**Instruction 1**:
In the Cassandra repair thread, why does repair stream much more data than the lost messages would account for? Answer in one to three sentences.

You are viewing a plain text version of this content. The canonical link for it is here.
Posted to user@cassandra.apache.org by Omid Aladini <om...@gmail.com> on 2012/10/16 11:33:22 UTC

Is Anti Entropy repair idempotent with respect to transferred data?

Hey!

I was wondering if streamed data via Anti Entropy repair is idempotent
with respect to fixed set of data and convergent with respect to
mutating set of data, meaning that:

- Given there are 0 mutations going on on the cluster and we run
repair multiple times, data would only be transferred the first time
(meaning that Merkle trees would be equal after applying repair once.)

- In case we have mutations on the cluster, and we run repair multiple
times, the amount of data transferred on each repair is proportional
to the size of lost messages since the last repair AND the fact that
different nodes take the snapshot at slightly different times (to
build Merkle tree on).

In my experience running repair on some counter data, the size of
streamed data is much bigger than the cluster could possibly have lost
messages or would be due to snapshotting at different times.

I know the data will eventually be in sync on every repair, but I'm
more interested in whether Cassandra transfers excess data and how to
minimize this.

Does any body have insights on this?

Thanks,
Omid

Re: Is Anti Entropy repair idempotent with respect to transferred data?

Posted by Omid Aladini <om...@gmail.com>.
Thanks Andrey. Also found this ticket regarding this issue:

https://issues.apache.org/jira/browse/CASSANDRA-2698

On Tue, Oct 16, 2012 at 8:00 PM, Andrey Ilinykh <ai...@gmail.com> wrote:
>> In my experience running repair on some counter data, the size of
>> streamed data is much bigger than the cluster could possibly have lost
>> messages or would be due to snapshotting at different times.
>>
>> I know the data will eventually be in sync on every repair, but I'm
>> more interested in whether Cassandra transfers excess data and how to
>> minimize this.
>>
>> Does any body have insights on this?
>>
> The problem is in granularity of Merkle tree. Cassandra sends regions
> which have different hash values. It could be much bigger then a
> single row.
>
> Andrey

Re: Is Anti Entropy repair idempotent with respect to transferred data?

Posted by Andrey Ilinykh <ai...@gmail.com>.
> In my experience running repair on some counter data, the size of
> streamed data is much bigger than the cluster could possibly have lost
> messages or would be due to snapshotting at different times.
>
> I know the data will eventually be in sync on every repair, but I'm
> more interested in whether Cassandra transfers excess data and how to
> minimize this.
>
> Does any body have insights on this?
>
The problem is in granularity of Merkle tree. Cassandra sends regions
which have different hash values. It could be much bigger then a
single row.

Andrey

**Input for this task**:
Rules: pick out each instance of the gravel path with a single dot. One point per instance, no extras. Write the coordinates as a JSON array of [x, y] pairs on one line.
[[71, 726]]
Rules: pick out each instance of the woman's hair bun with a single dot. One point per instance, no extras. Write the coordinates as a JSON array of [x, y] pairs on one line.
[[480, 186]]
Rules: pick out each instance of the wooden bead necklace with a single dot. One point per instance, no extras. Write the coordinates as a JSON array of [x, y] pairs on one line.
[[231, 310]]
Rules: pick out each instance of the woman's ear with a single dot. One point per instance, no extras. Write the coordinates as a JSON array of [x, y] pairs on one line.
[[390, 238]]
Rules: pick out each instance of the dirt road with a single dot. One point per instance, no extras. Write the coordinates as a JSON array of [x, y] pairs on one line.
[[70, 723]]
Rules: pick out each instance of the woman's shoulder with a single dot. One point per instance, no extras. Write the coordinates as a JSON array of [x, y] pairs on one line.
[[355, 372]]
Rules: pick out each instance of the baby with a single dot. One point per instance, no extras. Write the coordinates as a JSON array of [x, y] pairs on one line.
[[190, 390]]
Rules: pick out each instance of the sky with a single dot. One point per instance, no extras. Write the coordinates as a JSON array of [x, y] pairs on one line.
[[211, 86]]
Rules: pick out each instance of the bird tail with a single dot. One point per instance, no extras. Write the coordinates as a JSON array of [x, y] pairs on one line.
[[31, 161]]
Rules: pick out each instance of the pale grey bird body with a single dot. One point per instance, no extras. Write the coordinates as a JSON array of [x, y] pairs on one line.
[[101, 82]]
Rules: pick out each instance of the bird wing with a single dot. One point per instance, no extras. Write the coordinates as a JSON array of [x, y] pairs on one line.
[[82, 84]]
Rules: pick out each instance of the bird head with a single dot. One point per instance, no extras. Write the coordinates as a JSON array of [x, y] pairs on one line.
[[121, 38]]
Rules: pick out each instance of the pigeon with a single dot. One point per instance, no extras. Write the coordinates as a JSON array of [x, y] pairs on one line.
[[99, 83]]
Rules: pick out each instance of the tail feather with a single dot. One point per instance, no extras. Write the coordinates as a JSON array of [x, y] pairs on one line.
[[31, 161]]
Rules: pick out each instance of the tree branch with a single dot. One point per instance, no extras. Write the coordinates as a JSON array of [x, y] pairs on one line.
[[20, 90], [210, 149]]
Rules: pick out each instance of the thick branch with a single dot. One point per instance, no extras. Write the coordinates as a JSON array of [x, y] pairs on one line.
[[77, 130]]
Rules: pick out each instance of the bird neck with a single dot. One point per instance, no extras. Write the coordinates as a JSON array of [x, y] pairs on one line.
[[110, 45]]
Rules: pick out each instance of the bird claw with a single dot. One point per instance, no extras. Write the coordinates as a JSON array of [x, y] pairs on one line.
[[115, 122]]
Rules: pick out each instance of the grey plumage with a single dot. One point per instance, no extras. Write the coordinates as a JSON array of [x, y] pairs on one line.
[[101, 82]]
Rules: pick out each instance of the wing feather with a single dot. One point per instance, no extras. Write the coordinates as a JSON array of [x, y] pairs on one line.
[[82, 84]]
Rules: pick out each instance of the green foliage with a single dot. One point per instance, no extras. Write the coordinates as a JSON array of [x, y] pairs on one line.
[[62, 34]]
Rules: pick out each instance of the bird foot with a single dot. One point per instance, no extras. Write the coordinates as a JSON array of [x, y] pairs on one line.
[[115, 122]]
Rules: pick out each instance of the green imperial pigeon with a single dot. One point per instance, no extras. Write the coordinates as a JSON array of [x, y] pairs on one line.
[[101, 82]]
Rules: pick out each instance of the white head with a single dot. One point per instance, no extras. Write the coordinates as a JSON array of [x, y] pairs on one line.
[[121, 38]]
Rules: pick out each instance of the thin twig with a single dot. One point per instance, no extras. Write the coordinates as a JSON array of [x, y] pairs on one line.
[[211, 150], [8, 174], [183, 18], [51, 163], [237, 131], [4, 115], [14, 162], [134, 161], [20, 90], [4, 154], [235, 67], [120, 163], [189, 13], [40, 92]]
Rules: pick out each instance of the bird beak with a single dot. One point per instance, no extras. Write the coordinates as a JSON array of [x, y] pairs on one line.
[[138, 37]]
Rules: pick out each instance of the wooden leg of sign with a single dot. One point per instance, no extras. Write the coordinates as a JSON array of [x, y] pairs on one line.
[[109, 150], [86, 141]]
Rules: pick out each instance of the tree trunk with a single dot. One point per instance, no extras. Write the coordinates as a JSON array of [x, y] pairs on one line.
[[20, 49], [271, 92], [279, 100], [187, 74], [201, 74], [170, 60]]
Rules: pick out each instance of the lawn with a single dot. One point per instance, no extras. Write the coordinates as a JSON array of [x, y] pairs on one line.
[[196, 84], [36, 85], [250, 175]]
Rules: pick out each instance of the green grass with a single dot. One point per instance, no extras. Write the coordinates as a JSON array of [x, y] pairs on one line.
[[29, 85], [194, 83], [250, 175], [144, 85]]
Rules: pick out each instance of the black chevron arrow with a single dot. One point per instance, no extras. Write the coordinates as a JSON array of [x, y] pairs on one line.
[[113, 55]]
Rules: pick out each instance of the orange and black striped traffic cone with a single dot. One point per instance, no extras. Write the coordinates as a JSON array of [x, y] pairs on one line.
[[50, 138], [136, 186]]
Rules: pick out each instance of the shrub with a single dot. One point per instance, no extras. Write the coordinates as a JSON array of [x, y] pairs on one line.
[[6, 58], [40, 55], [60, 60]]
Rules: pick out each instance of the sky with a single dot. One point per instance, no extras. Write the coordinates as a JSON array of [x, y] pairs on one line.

**Instruction 2**:
Turn the records from the line with "Rules: pick out each instance of the tree branch" to the line with "[[77, 130]]" into a Markdown table. Use the columns Row and Line, give each line its own numbered row, and leave out blank lines.

**Full answer 1**:
The reply blames the granularity of the Merkle tree. Cassandra sends whole regions whose hash values differ, and such a region can be much bigger than a single row.

**Full answer 2**:
| Row | Line |
|---|---|
| 1 | Rules: pick out each instance of the tree branch with a single dot. One point per instance, no extras. Write the coordinates as a JSON array of [x, y] pairs on one line. |
| 2 | [[20, 90], [210, 149]] |
| 3 | Rules: pick out each instance of the thick branch with a single dot. One point per instance, no extras. Write the coordinates as a JSON array of [x, y] pairs on one line. |
| 4 | [[77, 130]] |